[START OF STORED ROWS]

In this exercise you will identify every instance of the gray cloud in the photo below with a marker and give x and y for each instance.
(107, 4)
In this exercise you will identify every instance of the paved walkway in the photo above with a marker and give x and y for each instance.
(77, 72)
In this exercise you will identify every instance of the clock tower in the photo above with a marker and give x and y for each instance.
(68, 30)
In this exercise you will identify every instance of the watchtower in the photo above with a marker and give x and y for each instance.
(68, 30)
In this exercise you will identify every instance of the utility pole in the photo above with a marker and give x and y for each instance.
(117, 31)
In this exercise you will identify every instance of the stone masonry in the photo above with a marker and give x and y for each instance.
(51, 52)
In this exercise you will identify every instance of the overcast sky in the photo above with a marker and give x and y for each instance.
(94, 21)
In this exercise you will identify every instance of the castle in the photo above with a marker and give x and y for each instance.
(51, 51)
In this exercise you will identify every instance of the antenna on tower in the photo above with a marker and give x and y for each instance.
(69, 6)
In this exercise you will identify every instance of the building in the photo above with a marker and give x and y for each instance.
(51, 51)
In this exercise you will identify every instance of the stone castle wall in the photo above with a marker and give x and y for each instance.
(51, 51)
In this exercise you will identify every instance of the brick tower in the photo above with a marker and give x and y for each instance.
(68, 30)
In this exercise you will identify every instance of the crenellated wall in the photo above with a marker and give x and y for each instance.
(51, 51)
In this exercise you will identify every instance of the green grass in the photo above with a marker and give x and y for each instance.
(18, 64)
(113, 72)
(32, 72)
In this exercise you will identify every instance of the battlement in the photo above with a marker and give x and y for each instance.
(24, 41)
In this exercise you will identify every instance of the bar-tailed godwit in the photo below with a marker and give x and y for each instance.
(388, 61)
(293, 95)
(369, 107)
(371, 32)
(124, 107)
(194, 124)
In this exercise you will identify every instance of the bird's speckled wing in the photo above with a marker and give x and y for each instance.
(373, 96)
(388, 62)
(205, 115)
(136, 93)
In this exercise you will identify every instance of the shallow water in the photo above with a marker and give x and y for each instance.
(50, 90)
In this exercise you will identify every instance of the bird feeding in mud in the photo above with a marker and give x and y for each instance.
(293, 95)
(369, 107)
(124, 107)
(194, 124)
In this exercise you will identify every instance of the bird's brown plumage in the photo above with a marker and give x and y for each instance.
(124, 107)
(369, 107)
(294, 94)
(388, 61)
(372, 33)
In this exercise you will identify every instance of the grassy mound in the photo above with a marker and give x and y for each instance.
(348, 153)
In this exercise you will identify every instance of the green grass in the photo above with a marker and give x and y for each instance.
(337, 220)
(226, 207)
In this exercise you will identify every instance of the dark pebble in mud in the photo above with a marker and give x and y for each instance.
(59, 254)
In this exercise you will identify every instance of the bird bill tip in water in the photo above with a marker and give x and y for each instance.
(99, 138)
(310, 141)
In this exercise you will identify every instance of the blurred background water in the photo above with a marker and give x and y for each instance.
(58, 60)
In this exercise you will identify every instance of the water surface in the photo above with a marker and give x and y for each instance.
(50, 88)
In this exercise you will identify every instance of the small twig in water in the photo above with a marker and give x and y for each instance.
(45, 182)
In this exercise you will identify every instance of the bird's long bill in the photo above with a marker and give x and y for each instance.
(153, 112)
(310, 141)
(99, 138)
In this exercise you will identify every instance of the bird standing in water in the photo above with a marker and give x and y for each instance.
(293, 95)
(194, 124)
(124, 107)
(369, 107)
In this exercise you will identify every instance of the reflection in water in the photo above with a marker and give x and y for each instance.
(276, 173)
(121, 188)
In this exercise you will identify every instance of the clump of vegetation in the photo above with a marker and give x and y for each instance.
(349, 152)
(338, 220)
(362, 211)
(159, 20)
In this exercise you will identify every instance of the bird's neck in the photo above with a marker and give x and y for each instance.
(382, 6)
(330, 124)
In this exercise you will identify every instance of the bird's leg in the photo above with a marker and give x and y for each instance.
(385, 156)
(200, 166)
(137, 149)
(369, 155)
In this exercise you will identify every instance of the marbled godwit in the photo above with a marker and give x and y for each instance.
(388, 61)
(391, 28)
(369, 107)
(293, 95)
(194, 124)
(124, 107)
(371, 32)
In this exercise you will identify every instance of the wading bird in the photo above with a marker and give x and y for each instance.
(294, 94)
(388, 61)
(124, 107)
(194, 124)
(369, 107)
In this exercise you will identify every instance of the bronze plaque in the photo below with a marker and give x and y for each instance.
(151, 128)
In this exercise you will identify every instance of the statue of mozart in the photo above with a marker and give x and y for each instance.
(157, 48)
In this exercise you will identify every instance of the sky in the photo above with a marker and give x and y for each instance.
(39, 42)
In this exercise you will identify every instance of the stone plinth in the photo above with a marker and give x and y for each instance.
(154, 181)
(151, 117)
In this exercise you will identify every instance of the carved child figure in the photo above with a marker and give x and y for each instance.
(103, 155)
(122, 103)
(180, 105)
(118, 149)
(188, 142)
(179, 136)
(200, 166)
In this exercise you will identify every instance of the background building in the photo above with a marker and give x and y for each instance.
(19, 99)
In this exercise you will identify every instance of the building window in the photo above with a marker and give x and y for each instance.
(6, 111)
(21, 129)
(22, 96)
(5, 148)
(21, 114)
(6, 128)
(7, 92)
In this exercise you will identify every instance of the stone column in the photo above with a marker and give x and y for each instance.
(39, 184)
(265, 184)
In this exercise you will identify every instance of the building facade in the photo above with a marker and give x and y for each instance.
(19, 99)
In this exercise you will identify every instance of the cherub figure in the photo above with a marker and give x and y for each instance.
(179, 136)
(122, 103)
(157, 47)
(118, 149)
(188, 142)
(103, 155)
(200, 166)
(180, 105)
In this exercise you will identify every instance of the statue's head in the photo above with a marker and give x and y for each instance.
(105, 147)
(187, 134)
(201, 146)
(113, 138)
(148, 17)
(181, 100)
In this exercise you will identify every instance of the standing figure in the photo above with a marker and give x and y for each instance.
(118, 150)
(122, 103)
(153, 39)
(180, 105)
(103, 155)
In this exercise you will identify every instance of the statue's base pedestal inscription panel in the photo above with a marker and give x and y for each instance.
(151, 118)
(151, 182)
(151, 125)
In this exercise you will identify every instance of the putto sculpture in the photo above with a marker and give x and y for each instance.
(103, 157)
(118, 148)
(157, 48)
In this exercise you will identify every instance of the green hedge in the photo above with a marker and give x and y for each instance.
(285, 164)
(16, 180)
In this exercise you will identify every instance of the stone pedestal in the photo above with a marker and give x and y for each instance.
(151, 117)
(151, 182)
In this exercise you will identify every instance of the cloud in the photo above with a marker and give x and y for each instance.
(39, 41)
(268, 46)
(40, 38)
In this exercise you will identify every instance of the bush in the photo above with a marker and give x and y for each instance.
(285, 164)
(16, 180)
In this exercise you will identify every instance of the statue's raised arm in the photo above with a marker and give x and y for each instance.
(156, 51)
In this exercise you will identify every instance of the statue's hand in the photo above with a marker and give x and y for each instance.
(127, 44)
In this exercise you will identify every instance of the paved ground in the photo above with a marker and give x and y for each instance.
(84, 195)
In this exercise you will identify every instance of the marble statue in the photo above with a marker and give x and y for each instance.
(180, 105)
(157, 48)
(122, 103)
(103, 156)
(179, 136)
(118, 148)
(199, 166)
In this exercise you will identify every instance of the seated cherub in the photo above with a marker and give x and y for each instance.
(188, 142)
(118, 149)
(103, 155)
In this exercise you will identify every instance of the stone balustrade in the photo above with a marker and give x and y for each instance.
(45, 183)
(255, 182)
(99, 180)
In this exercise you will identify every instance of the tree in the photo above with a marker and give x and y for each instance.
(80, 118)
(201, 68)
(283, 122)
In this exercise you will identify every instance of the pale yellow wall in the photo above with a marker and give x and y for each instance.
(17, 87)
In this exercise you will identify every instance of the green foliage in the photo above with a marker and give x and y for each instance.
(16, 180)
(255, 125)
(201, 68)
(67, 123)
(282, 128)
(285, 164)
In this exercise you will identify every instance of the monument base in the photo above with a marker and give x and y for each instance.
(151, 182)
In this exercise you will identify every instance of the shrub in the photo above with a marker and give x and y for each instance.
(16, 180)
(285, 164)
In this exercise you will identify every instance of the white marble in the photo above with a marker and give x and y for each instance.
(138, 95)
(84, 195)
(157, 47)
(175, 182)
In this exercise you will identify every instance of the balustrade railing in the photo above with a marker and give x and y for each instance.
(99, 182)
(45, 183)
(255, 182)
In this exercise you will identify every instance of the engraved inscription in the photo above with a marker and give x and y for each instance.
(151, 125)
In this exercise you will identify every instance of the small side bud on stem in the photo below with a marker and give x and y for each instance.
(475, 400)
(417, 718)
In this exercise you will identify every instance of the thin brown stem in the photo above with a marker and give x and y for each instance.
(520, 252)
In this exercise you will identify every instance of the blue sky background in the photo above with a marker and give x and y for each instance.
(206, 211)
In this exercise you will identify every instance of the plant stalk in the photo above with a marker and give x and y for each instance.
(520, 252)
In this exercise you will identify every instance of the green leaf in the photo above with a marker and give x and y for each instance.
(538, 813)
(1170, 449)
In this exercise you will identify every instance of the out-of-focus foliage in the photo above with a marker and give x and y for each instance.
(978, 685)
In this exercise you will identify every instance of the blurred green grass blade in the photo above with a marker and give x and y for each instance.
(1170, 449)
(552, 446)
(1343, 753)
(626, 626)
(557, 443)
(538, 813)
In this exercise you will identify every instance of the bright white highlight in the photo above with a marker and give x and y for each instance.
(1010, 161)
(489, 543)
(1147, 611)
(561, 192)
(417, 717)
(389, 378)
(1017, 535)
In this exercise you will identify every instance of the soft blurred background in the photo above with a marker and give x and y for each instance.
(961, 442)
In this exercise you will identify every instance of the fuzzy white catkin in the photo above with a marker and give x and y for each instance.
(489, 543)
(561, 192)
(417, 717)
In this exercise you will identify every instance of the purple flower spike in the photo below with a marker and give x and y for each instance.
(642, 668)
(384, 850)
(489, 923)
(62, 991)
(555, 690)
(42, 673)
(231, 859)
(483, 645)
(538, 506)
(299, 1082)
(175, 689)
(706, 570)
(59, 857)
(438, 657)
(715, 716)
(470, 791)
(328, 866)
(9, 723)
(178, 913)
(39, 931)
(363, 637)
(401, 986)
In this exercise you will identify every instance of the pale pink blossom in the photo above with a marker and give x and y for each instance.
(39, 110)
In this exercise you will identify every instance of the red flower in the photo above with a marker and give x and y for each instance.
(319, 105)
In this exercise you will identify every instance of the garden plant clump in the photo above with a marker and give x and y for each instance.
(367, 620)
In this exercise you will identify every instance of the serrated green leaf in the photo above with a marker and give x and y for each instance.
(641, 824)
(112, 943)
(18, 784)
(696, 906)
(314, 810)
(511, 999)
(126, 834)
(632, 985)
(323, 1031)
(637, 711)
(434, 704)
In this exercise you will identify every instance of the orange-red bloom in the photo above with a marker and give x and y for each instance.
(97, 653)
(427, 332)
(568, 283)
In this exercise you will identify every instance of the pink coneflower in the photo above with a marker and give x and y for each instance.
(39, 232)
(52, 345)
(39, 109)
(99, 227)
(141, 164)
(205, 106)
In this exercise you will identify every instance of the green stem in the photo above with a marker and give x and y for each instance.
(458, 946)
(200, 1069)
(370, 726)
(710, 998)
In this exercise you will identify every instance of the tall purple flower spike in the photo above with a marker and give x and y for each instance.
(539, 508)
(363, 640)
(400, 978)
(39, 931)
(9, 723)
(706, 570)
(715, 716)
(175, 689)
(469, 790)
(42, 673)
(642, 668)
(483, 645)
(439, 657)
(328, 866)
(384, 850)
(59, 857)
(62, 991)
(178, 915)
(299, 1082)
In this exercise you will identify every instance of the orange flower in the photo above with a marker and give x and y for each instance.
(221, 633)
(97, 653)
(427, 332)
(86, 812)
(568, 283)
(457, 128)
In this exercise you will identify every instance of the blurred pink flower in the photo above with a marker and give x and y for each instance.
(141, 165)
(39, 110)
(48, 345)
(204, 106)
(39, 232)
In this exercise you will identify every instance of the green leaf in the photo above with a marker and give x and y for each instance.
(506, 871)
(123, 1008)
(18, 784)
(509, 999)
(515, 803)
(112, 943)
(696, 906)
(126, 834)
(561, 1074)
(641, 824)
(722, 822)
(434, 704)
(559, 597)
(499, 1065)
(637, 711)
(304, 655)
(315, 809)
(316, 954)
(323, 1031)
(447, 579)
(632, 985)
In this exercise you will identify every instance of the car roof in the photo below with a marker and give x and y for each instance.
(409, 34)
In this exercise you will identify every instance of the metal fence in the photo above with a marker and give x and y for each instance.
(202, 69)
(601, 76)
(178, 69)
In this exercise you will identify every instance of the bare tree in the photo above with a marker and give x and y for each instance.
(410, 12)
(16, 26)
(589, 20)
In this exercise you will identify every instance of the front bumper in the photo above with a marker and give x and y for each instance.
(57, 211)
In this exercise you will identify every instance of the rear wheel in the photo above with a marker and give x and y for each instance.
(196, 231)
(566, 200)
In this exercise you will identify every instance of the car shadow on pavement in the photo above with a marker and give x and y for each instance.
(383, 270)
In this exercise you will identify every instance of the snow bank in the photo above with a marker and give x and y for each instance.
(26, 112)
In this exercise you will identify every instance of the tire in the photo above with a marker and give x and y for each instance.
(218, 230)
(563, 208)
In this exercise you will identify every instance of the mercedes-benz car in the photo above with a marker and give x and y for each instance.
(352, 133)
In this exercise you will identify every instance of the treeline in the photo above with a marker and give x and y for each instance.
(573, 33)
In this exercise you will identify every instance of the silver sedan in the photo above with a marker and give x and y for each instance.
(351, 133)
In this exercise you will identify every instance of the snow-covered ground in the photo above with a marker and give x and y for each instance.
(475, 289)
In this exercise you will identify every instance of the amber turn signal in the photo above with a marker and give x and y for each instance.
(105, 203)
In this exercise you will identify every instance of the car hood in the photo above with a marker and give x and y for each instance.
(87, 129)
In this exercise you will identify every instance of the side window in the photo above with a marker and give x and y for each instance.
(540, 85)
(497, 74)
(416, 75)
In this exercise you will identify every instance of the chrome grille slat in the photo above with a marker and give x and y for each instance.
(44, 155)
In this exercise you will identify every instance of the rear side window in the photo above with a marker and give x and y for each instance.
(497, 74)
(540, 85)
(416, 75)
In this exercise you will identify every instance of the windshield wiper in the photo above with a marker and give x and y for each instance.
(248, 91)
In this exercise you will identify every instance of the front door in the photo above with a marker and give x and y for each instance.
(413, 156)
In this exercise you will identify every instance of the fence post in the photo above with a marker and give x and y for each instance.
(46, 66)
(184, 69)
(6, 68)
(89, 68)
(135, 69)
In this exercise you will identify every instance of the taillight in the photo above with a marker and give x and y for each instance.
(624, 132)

[END OF STORED ROWS]

Return exactly, and only, the line containing "In this exercise you will identify every instance of the silver" and every line after it through the end of the material.

In this exercise you will identify every instance of the silver sedan in the photo above with a marker and give x and y for each instance.
(351, 133)
In this exercise you will identify every instance of the snow-covered ground in the photo above with a marker and give x and y for each instance.
(475, 289)
In this exercise you will identify every instance of the amber turn signal in the photo above with a marker and give x and y for each instance.
(105, 203)
In this exercise you will identify every instance of the car hood in the photo above with a marker and give x and y for each instance.
(87, 129)
In this exercise you will identify every instance of the side window in the photo above with a marker and give x and y for each instance.
(540, 85)
(497, 74)
(416, 75)
In this exercise you will identify every instance of the chrome grille slat in the photo above with a marker and give x and y for each instance.
(44, 155)
In this exercise you will identify every instance of the rear side window in the photo above with a marker and give x and y for each instance.
(497, 74)
(540, 85)
(416, 75)
In this exercise you will identify every instance of the windshield wiper in the photo above with a marker and give x and y for each instance.
(248, 91)
In this exercise you will identify every instance of the front door in the photo above with a marker and give x and y for each instance.
(413, 156)
In this exercise you will identify every instance of the fence post in the photo above with a marker and give x and y for each instance.
(46, 66)
(184, 69)
(6, 68)
(89, 68)
(135, 69)
In this exercise you will identify every instance of the taillight in the photo above with a marker and give x and y for each instance.
(624, 132)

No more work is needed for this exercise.